### LISTA DE TAREFAS
1 - Devolva da reportagem sobre os origamis feitos por presos tudo o que vai de "postado em 11/08/2019" até "meses (foto: JAIR AMARAL/EM/D.A PRESS)".
2 - Na reportagem sobre os origamis feitos por presos, quais tipos de peça aparecem entre as obras expostas? Liste todos.
3 - Continue a reportagem sobre os origamis feitos por presos a partir do ponto em que ela para.

### TRECHO SELECIONADO
::::::::::
Arte que liberta: presos reverenciam com origamis vítimas de tragédias

Exposição de origamis feitos por detentos homenageia vítimas de desastres com barragens em Minas, ao mesmo tempo em que representa para artistas uma janela para a ressocialização


postado em 11/08/2019 04:00 / atualizado em 11/08/2019 07:57

Suspensos, no chão ou numa árvore, há flores, borboletas, grilos, macaquinhos, ninhos, sapos entre cerca de mil peças produzidas ao longo de cinco meses(foto: JAIR AMARAL/EM/D.A PRESS)
Suspensos, no chão ou numa árvore, há flores, borboletas, grilos, macaquinhos, ninhos, sapos entre cerca de mil peças produzidas ao longo de cinco meses (foto: JAIR AMARAL/EM/D.A PRESS)
::::::::::
### Registros de anotação espacial
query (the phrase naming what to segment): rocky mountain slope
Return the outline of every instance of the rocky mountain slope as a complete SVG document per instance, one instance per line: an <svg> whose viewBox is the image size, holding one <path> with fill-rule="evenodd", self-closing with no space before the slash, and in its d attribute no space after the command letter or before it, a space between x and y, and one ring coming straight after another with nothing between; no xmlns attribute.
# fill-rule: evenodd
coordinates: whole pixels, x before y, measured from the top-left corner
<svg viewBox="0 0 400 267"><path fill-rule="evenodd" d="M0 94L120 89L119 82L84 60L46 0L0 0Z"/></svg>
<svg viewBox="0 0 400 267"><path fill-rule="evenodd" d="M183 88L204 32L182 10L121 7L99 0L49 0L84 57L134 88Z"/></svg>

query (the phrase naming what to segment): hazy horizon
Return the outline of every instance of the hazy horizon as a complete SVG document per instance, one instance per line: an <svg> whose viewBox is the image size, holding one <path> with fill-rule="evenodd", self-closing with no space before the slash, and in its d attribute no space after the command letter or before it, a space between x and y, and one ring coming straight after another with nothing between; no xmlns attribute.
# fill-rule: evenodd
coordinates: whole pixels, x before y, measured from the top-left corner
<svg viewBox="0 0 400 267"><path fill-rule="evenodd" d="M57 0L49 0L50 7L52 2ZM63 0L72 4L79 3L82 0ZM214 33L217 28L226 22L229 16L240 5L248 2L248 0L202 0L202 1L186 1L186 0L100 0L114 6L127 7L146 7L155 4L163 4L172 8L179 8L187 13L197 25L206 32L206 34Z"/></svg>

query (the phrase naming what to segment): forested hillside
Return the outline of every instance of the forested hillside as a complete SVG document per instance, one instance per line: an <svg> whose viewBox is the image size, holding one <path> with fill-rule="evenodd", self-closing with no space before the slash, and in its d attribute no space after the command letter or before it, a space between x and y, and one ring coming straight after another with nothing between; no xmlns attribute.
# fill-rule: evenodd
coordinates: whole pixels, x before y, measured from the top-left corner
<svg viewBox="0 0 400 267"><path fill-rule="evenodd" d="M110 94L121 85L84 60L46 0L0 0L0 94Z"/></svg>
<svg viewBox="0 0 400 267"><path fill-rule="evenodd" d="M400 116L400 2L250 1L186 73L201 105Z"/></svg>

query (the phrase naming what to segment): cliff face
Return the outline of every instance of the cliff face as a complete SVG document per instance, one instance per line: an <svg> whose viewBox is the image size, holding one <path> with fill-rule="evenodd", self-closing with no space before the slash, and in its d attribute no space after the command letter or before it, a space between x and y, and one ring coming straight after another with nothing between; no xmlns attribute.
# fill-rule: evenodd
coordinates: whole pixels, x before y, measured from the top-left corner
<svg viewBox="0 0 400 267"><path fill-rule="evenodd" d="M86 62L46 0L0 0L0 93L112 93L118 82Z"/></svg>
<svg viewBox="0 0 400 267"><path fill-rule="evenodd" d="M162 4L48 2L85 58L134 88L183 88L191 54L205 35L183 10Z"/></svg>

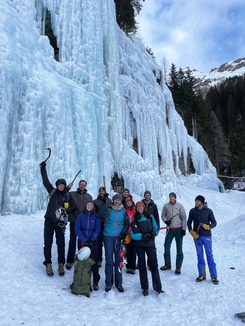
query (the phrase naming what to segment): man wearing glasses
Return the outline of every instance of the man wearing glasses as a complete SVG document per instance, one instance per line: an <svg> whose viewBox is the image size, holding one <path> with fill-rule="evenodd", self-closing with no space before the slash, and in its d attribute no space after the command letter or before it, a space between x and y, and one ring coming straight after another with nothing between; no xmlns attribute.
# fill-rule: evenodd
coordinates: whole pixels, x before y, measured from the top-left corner
<svg viewBox="0 0 245 326"><path fill-rule="evenodd" d="M211 278L214 284L219 284L217 278L216 264L213 257L212 249L211 229L217 225L214 213L207 207L203 196L199 195L195 200L195 207L189 213L187 227L194 238L194 243L197 254L197 267L199 276L196 278L197 282L206 280L205 262L204 260L203 246L205 250L207 265ZM193 229L191 224L193 222Z"/></svg>
<svg viewBox="0 0 245 326"><path fill-rule="evenodd" d="M69 191L73 185L72 182L69 183L66 188L66 191ZM76 253L77 236L75 232L75 222L79 214L84 210L85 203L87 201L88 199L92 199L92 196L87 192L88 190L86 189L87 185L86 181L81 180L76 191L71 191L69 193L74 199L76 205L76 210L68 215L68 221L70 222L70 240L66 258L66 268L67 269L71 269L72 268Z"/></svg>

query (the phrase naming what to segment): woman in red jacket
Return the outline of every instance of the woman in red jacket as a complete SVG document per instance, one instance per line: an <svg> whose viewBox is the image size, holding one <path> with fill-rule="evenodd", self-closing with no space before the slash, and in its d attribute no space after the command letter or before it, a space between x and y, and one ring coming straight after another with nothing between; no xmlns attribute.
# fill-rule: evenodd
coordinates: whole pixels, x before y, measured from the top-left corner
<svg viewBox="0 0 245 326"><path fill-rule="evenodd" d="M129 223L131 223L134 215L135 212L135 207L133 204L133 198L132 196L129 195L126 199L126 204L124 208L127 211L128 215ZM127 249L126 256L127 257L127 271L128 274L132 274L133 275L135 274L135 266L136 264L136 254L133 241L131 239L130 235L131 228L127 232L127 236L125 240L126 247Z"/></svg>

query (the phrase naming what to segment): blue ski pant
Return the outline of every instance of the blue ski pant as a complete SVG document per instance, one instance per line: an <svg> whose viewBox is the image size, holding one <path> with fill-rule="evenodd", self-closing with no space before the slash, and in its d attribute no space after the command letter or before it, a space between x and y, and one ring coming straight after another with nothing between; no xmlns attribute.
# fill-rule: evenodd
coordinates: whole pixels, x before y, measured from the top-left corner
<svg viewBox="0 0 245 326"><path fill-rule="evenodd" d="M106 257L106 285L113 285L113 272L115 273L115 285L117 287L122 284L122 273L120 273L119 268L121 260L120 249L122 241L118 240L118 237L103 235L103 242ZM113 269L113 256L115 266Z"/></svg>
<svg viewBox="0 0 245 326"><path fill-rule="evenodd" d="M207 257L207 265L211 277L217 277L216 264L214 262L212 251L212 237L207 237L204 235L199 236L199 245L197 240L194 239L197 255L197 268L200 276L206 277L205 262L204 257L203 247L205 250Z"/></svg>
<svg viewBox="0 0 245 326"><path fill-rule="evenodd" d="M178 229L170 229L166 234L164 242L164 262L165 265L167 266L171 266L171 256L170 255L170 248L172 242L174 238L175 238L176 243L176 267L181 268L182 263L184 259L184 255L182 250L182 245L183 243L183 237L181 236L182 228Z"/></svg>

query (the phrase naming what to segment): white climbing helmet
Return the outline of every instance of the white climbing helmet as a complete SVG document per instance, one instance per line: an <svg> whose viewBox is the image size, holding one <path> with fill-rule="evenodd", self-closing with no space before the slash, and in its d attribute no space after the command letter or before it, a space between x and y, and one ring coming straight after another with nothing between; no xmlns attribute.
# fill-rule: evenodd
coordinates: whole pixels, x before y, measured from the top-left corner
<svg viewBox="0 0 245 326"><path fill-rule="evenodd" d="M91 251L88 247L83 247L78 251L77 257L80 260L85 260L90 256Z"/></svg>

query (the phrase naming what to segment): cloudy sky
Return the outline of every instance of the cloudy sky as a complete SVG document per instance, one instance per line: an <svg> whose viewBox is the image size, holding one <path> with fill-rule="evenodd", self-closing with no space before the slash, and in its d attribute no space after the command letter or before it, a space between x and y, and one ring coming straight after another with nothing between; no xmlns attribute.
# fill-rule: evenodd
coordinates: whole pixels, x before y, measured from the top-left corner
<svg viewBox="0 0 245 326"><path fill-rule="evenodd" d="M139 33L160 65L206 72L245 57L244 0L145 0Z"/></svg>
::::::::::
### RESPOSTAS POR TAREFA
1 -
postado em 11/08/2019 04:00 / atualizado em 11/08/2019 07:57

Suspensos, no chão ou numa árvore, há flores, borboletas, grilos, macaquinhos, ninhos, sapos entre cerca de mil peças produzidas ao longo de cinco meses(foto: JAIR AMARAL/EM/D.A PRESS)
Suspensos, no chão ou numa árvore, há flores, borboletas, grilos, macaquinhos, ninhos, sapos entre cerca de mil peças produzidas ao longo de cinco meses (foto: JAIR AMARAL/EM/D.A PRESS)

2 - flores, borboletas, grilos, macaquinhos, ninhos, sapos

3 -
Asas da imaginação e liberdade para criar estão simplesmente “nas mãos” dos jovens Warley Matoso Coelho, de 19 anos, e Lucas Brendon de Assis, de 21. Na manhã de ontem, recebidos com palmas, os dois participaram da abertura da mostra Vidas interrompidas, no Museu Mineiro, na capital, em homenagem às vítimas de tragédias em barragens no estado.

 

Ao contrário do que possa pensar, Warley e Lucas não são artistas plásticos, mas detentos que cumprem pena e, junto com mais 38 internos do Centro de Remanejamento do Sistema Prisional (Ceresp), em Betim, na Região Metropolitana de Belo Horizonte (RMBH), capricharam nos origamis, a tradicional arte japonesa de dobrar o papel. Suspensos, no chão ou numa árvore, há flores, borboletas, grilos, macaquinhos, ninhos, sapos entre cerca de mil peças produzidas ao longo de cinco meses, que dão leveza a episódios tão devastadores.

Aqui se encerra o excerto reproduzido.